Exercise instructions: Pick out every line in the data below that contains the string "wheel" and copy those lines. Case counts when matching.

[Object pointing dataset rows]
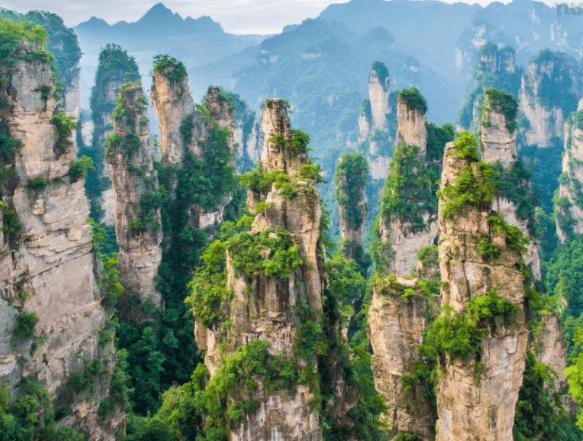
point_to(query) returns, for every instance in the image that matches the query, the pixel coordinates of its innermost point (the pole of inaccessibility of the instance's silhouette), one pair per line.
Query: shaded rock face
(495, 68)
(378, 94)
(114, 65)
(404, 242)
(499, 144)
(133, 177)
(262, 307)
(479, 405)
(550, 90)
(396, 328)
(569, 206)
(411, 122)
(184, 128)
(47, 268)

==

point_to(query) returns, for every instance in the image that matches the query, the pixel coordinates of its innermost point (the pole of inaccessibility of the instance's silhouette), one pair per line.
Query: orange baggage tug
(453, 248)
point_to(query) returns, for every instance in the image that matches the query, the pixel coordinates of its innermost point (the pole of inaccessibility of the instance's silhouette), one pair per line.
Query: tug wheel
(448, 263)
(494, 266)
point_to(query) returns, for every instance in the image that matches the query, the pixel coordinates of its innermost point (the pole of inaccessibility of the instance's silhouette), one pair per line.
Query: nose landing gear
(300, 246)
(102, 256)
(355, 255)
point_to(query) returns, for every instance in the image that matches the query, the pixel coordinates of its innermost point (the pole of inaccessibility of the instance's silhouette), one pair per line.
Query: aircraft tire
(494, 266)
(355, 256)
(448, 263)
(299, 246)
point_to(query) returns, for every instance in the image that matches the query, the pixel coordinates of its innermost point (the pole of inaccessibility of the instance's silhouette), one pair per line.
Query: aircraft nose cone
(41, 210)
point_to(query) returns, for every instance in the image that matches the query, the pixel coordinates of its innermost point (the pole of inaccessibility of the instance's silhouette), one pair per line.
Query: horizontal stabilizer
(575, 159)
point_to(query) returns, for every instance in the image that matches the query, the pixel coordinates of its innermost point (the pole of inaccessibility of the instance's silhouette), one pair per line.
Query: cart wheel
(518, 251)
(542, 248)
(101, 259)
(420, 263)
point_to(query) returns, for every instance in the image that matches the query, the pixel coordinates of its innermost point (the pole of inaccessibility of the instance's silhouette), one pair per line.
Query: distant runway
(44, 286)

--

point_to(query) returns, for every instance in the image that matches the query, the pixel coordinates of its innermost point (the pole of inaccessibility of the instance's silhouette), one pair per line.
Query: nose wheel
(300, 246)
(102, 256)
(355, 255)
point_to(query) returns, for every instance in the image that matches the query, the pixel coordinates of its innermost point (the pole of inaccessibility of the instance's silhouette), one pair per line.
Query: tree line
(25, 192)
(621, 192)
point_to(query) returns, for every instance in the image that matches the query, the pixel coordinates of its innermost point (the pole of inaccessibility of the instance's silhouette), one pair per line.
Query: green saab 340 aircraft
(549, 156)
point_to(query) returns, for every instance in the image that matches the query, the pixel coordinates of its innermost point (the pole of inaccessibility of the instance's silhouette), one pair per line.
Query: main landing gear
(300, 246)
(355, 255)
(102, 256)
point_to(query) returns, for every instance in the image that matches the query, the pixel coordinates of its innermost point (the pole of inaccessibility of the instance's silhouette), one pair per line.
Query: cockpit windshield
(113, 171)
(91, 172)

The answer:
Query: tug wheel
Query: cart wheel
Query: nose wheel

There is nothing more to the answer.